DATA |
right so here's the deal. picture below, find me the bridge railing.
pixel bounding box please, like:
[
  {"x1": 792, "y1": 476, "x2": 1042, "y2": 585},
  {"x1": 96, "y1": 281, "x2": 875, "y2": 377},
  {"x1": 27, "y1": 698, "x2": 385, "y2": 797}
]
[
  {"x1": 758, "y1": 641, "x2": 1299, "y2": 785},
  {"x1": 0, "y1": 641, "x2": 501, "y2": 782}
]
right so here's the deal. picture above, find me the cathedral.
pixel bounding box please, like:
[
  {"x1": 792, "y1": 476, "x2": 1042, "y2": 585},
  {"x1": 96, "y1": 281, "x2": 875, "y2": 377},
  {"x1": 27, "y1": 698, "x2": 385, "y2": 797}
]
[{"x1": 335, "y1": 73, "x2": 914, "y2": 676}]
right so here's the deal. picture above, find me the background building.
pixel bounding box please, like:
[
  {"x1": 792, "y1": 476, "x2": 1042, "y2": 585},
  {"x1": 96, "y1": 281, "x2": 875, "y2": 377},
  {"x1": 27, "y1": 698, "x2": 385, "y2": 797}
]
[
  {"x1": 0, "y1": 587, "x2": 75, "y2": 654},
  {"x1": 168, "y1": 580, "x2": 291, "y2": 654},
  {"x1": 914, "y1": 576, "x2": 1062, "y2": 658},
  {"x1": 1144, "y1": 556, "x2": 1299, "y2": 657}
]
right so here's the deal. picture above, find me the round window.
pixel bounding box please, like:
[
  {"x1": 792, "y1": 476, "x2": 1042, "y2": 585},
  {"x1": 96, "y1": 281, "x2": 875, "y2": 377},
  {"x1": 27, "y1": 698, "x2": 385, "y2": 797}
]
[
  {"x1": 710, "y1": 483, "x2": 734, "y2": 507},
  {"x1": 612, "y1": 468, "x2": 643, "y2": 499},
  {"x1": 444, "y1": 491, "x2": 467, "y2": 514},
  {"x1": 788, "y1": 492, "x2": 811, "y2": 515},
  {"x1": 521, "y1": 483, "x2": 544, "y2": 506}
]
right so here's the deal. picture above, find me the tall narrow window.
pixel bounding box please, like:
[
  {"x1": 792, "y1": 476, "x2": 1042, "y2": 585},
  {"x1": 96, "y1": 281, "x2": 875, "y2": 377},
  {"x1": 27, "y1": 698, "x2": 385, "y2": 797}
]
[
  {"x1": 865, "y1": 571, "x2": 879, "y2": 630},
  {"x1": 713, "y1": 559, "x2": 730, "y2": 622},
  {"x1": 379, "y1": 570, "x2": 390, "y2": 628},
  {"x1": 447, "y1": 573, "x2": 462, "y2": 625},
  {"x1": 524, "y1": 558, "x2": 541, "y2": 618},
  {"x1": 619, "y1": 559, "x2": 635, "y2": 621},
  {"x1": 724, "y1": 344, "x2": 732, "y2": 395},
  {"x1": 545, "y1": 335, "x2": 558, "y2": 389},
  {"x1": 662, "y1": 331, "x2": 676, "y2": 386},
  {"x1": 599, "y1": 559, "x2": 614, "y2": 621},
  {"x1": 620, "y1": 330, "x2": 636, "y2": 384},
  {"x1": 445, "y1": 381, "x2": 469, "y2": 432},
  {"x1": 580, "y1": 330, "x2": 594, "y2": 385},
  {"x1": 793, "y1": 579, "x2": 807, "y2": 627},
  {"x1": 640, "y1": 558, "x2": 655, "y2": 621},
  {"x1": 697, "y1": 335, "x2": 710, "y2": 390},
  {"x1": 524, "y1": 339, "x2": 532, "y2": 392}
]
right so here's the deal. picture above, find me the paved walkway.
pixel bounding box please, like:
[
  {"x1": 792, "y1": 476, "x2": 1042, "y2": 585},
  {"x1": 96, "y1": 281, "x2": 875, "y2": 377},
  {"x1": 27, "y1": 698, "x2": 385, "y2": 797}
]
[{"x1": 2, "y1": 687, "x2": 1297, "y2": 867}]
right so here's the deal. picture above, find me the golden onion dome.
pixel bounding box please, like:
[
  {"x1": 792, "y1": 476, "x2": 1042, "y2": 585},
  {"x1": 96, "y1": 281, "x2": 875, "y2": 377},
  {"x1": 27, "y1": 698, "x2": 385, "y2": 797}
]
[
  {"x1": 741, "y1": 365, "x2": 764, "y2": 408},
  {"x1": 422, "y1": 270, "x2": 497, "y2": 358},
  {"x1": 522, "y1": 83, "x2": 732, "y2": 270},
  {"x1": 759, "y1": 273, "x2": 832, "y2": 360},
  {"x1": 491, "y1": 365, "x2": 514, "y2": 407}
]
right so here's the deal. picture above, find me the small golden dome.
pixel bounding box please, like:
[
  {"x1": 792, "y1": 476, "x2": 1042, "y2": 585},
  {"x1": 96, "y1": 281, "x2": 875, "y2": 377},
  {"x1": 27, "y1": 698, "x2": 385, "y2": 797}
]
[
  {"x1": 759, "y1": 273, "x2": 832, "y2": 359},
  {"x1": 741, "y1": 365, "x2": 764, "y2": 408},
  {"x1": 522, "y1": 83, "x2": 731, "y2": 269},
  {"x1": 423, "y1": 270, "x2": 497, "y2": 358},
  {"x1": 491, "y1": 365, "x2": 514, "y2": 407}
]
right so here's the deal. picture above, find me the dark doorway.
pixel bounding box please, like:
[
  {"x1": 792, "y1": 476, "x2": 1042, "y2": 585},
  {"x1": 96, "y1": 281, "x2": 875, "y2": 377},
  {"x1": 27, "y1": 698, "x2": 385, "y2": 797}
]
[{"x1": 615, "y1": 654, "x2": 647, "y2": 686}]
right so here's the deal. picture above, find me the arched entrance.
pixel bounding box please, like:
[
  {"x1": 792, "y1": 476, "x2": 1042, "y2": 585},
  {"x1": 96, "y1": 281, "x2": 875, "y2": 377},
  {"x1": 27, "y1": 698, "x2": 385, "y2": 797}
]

PROBLEM TO WORK ON |
For each line above that contains "window", make a copy.

PROBLEM SOLUTION |
right so here's the deal. picture above, find me the round window.
right so here's the deal. picture above, find me the tall narrow window.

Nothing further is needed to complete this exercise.